REQUIREMENT 1 ▸ Please list every line of the listing below that contains the string "parking". Case counts.

[BEGIN TEXT BLOCK]

Under laws passed in 1924 and repealed only in 1979, Virginia sterilised 8,000 of its citizens. The victims were selected if they displayed any shortcoming considered hereditary, such as mental illness, retardation, epilepsy, criminal behaviour or alcoholism.

Many were committed to the wards of the Virginia Colony for Epileptics and Feebleminded in Lynchburg. Raymond Hudlow, a decorated Second World War veteran and a former inmate, said he was sterilised at the colony when he was16, in 1942.

"They treated us just like hogs, like we had no feelings," he said. He was sent to the colony after his father told the welfare officer his son had repeatedly run away from home and was beyond his control. Nothing was said about his father beating him often.

"They just came and got me before I woke up one morning. They wheeled me and throwed me up on the operating table," he added. "The only way I found out [what had happened], was when an employee on Ward 7 told me I wouldn't be able to father children."

[END TEXT BLOCK]

REQUIREMENT 2 ▸ Using the passage on Virginia's sterilization laws above, decide whether each statement agrees with it, answering yes or no and quoting the deciding words: (a) Virginia repealed these laws in 1979. (b) Raymond Hudlow was sent to the colony at his mother's request. (c) Hudlow learned from an employee on Ward 7 that he could not father children.

[BEGIN EXERCISE MATERIAL]

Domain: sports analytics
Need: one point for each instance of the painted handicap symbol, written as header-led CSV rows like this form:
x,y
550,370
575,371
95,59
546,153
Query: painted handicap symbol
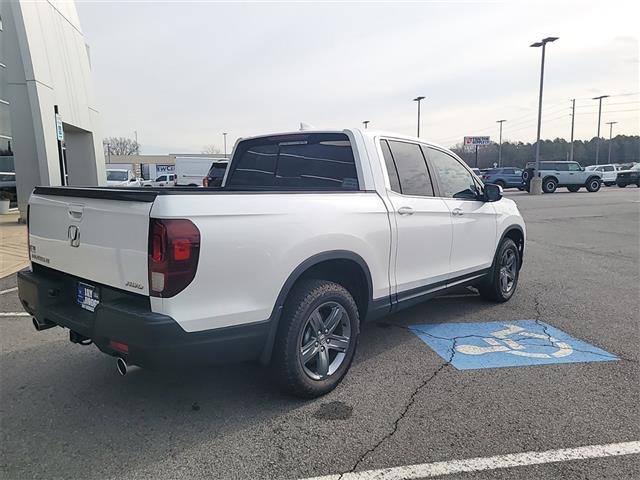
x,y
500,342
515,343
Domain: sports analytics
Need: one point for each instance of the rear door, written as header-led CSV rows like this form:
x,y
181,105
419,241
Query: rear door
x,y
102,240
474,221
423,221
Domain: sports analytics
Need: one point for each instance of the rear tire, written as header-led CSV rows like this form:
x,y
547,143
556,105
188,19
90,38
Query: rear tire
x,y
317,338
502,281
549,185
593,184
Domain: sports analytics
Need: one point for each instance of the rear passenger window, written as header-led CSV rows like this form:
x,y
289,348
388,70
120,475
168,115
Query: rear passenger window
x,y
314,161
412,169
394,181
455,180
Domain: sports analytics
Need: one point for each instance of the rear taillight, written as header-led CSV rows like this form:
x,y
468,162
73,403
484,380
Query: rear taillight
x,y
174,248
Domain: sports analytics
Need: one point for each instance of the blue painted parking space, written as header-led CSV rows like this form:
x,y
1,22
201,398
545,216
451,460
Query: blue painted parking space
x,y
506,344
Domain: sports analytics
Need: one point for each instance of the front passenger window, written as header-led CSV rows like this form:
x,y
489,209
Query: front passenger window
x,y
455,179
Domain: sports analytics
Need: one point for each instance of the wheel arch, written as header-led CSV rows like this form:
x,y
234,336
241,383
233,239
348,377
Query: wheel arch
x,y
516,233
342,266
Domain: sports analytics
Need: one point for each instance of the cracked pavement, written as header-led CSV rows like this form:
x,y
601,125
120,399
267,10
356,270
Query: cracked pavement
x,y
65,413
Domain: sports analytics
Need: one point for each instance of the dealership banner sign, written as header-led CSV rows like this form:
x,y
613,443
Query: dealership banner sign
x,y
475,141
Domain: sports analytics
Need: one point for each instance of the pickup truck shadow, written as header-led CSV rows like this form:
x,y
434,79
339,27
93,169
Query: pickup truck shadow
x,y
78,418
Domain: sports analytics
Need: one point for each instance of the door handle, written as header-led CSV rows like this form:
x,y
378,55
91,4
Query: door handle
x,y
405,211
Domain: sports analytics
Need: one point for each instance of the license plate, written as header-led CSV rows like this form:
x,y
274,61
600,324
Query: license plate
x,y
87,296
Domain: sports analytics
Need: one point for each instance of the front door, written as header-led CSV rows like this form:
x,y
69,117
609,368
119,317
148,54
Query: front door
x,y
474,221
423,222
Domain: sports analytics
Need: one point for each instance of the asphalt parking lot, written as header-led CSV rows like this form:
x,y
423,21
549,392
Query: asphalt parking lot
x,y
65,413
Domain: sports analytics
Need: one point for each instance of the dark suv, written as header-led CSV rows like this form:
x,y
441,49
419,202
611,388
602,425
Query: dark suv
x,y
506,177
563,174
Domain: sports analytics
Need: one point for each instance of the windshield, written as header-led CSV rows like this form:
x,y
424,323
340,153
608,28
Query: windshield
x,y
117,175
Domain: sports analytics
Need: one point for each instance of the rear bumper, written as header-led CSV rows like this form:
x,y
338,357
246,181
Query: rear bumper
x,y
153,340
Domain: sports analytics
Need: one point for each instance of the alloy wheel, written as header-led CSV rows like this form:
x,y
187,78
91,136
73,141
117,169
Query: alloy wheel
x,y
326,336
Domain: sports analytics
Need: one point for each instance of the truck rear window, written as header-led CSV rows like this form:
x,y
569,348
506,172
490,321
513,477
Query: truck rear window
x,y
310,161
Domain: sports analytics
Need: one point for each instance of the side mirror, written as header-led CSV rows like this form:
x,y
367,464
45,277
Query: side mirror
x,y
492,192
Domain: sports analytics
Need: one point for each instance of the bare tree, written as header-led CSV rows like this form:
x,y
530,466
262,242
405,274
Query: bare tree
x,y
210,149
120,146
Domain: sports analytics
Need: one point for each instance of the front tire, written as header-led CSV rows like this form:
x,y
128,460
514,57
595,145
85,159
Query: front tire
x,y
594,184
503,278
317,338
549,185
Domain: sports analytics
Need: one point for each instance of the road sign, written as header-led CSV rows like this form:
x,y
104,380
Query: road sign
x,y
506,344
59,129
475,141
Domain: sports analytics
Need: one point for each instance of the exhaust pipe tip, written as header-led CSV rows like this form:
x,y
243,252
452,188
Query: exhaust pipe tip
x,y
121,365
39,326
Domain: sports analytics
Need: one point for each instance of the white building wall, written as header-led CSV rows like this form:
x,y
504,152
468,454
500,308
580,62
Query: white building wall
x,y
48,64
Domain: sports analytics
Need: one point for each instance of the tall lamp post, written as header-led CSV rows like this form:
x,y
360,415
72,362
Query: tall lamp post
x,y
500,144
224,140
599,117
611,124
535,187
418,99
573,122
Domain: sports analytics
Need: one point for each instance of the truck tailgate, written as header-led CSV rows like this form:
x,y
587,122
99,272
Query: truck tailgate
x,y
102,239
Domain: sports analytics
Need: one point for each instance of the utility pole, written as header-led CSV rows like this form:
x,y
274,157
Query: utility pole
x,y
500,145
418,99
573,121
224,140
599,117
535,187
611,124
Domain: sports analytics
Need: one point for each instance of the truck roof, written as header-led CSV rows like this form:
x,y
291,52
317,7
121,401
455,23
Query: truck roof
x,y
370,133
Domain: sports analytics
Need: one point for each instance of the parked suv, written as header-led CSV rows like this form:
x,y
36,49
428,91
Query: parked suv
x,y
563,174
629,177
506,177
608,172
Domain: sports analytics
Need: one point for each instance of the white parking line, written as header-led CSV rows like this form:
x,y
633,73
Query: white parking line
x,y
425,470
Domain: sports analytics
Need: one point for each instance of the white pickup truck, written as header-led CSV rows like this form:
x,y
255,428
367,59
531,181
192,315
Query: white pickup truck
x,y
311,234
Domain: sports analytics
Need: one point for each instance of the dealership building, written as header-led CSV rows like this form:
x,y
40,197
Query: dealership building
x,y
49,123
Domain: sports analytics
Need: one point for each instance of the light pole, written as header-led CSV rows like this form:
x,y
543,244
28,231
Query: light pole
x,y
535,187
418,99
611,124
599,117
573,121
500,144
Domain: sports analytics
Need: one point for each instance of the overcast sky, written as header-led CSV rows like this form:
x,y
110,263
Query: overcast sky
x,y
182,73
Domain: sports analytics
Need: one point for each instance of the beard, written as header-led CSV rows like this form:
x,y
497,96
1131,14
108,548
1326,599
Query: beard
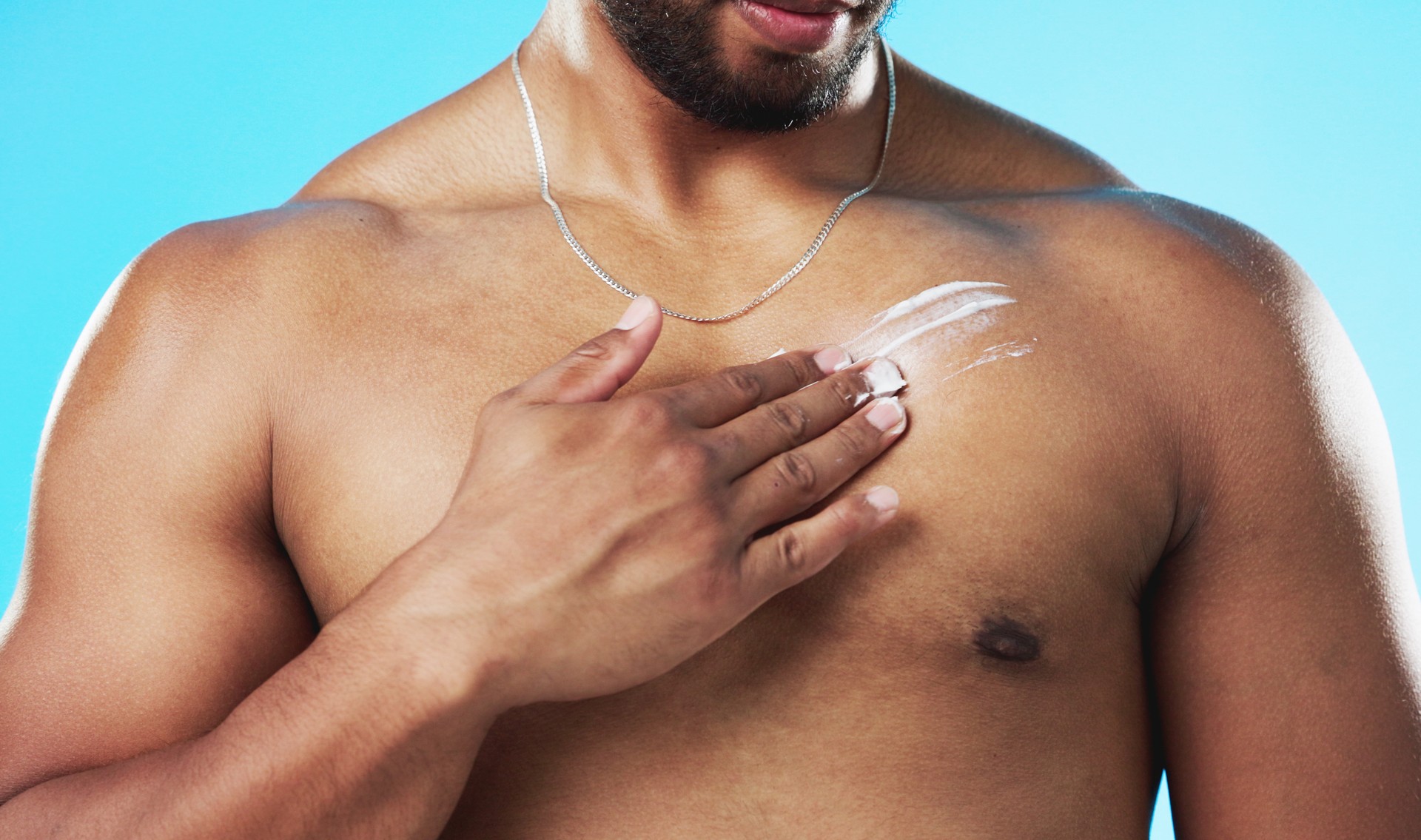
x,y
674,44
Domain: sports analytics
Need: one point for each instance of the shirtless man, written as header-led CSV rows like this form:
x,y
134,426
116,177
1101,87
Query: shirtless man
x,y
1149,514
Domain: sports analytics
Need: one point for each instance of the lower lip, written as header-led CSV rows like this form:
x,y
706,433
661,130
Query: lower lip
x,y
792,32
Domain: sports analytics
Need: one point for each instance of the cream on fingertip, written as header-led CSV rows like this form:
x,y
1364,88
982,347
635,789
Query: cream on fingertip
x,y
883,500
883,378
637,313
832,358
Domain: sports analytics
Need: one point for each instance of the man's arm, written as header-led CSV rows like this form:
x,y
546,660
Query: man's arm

[END EXERCISE MATERIAL]

EXERCISE OUTPUT 1 ▸
Need: one point for each instance of the blue painted parking space, written as header-led CSV rows like this form:
Query: blue painted parking space
Need: one point for each instance of the asphalt parking lot, written as header-led CSV rows like this form:
Query: asphalt parking lot
Need: one point for each instance of the white parking line, written as header-led CSV rows like this form:
Query: white parking line

EXERCISE OUTPUT 2 ▸
(a) Yes: "Under laws passed in 1924 and repealed only in 1979"
(b) No: "his father told the welfare officer his son had repeatedly run away from home"
(c) Yes: "when an employee on Ward 7 told me I wouldn't be able to father children"